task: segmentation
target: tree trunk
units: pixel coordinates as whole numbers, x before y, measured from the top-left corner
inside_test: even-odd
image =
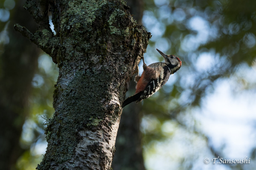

_ _ _ _ _ _ _

*Aim of the exercise*
Please rewrite all the items above with "tree trunk" replaced by "fence post", changing nothing else, and leave the pictures out.

*Output below*
task: segmentation
target: fence post
units: pixel coordinates as whole numbers, x before y, measured from the top-left corner
inside_test: even-odd
image =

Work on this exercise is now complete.